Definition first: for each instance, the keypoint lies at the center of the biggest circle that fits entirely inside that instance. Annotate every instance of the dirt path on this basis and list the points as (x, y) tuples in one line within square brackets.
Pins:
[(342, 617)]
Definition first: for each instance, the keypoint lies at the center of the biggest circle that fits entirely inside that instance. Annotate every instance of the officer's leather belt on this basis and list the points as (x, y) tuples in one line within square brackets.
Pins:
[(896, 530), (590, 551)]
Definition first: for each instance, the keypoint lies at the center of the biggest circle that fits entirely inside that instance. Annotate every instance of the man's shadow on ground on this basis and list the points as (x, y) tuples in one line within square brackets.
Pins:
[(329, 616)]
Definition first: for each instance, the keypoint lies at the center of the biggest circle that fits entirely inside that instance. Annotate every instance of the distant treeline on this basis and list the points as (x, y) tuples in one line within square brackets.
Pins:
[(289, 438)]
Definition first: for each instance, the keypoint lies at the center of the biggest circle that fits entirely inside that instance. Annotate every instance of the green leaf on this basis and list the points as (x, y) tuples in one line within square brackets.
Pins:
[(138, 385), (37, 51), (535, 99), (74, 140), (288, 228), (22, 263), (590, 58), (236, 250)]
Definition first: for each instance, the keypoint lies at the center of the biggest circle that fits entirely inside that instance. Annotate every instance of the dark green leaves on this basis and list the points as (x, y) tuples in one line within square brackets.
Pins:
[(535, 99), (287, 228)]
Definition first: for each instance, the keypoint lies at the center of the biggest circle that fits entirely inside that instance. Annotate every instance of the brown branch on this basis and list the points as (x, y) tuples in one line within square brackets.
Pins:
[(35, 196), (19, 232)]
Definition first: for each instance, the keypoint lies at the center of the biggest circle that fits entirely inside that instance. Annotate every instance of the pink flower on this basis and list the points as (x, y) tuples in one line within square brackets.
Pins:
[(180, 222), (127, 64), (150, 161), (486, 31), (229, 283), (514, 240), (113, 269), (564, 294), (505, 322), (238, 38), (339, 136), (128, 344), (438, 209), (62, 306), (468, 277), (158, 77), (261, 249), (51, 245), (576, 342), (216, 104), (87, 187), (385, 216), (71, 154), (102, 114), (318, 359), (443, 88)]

TASK BRIEF: Rewrite the items from the line with "of the green" to the line with "[(535, 99), (287, 228)]" as a two-column CSV with the header columns instruction and points. Each item gets one row, with its text and its answer each in a single quoted field and any line breaks replaced by spaces.

THE RESULT:
instruction,points
"Definition first: for each instance, the keypoint lies at the center of the biggest circle that fits entirely inside that instance. Annotate every instance of the green leaf on this basis and list the points as (x, y) tuples in one line within square brackets. Pins:","[(138, 385), (37, 51), (535, 99), (74, 140), (288, 228), (22, 263), (590, 58), (236, 250)]"
"Definition first: for each instance, the keypoint lies at the center of the biggest circle that fits entirely inside that instance. Annotate every instance of the dark green leaves on this basis and list the points as (x, y) tuples in one line within square brackets. Pins:","[(535, 99), (287, 228)]"